Lesetext:
# IBM will Internettelefonie für 0190-Nummern fit machen



## VOIPFreak (8 April 2005)

Zwar ist die Meldung schon etwas älter, aber sicherlich von Interesse. Bisher bleib ich dank VoIP von Abzockversuchen der Wenigerwertdiensten verschont. Oder aus der Sicht der Marketingstrategen: ist die Zielgruppe der VoIP Telefonierer derzeit für die Mehrwertdiensteanbieter noch nicht erreichbar. Dank IBM und T-Com wird sich das anscheinend ändern, so dass auch diese Gruppe geneppt werden kann...  Schliesslich ist IMHO der beste Schutz vor Wenigerwertnepp die Nicht-Erreichbarkeit dieser Dienste, auch wenn IBM kategorisch den Missbrauch verhindern will. Warum riecht mir dass eigentlich so nach IP-Billing a la BillItEasy? Hoeren hier auch die anderen leise IP Dialer flüstern? Oh RegTP, sei bitte wachsam...

Datenauszug:
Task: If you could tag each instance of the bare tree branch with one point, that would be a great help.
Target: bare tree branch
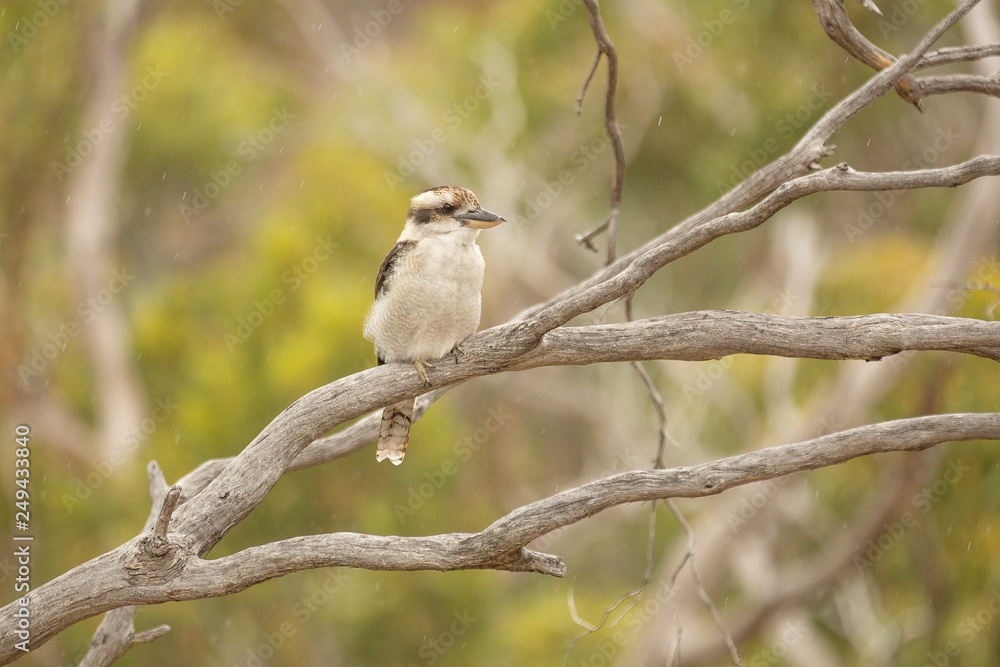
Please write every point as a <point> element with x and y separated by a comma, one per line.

Aufgaben:
(a) Welche Behörde wird im Beitrag über Internettelefonie für 0190-Nummern zur Wachsamkeit aufgerufen?
(b) Schreib aus dem Beitrag über Internettelefonie für 0190-Nummern das Stück von „# IBM will Internettelefonie“ bis „sei bitte wachsam...“ wortgetreu ab.
(c) Führe den Beitrag über Internettelefonie für 0190-Nummern ab seinem letzten Satz weiter.
Die Zeilen werden für diese Übung nicht gebraucht.

Erwartete Lösungen:
(a) Die RegTP.

(b)
# IBM will Internettelefonie für 0190-Nummern fit machen



## VOIPFreak (8 April 2005)

Zwar ist die Meldung schon etwas älter, aber sicherlich von Interesse. Bisher bleib ich dank VoIP von Abzockversuchen der Wenigerwertdiensten verschont. Oder aus der Sicht der Marketingstrategen: ist die Zielgruppe der VoIP Telefonierer derzeit für die Mehrwertdiensteanbieter noch nicht erreichbar. Dank IBM und T-Com wird sich das anscheinend ändern, so dass auch diese Gruppe geneppt werden kann...  Schliesslich ist IMHO der beste Schutz vor Wenigerwertnepp die Nicht-Erreichbarkeit dieser Dienste, auch wenn IBM kategorisch den Missbrauch verhindern will. Warum riecht mir dass eigentlich so nach IP-Billing a la BillItEasy? Hoeren hier auch die anderen leise IP Dialer flüstern? Oh RegTP, sei bitte wachsam...

(c)
VoIPFreak

Siehe http://www.handelsblatt.com/pshb?fn=tt&sfn=go&id=1004451


> *IBM will Internettelefonie für 0190-Nummern fit machen*
> IBM will mit einer neuen Service-Plattform die Internettelefonie für kostenpflichtige Zusatzdienste erschließen.
> 0190-Telefonate sind über VoIP noch nicht möglich.
> HB HANNOVER. Künftig sei es möglich über die so genannte IP-Factory die verschiedensten Angebote mit allen Netzstandards wie ISDN, DSL oder W-LAN zu verbinden, sagte Andreas Werner, Telekomexperte bei IBM Business Consulting Services am Donnerstag.
> Die für die  Deutsche Telekom entwickelte Plattform soll alle Dienste ermöglichen, die Nutzer aus dem Festnetz kennen, sagte Werner. Das System verhindere Missbrauch und verbessere die Übertragungsqualität von Bild und Ton erheblich.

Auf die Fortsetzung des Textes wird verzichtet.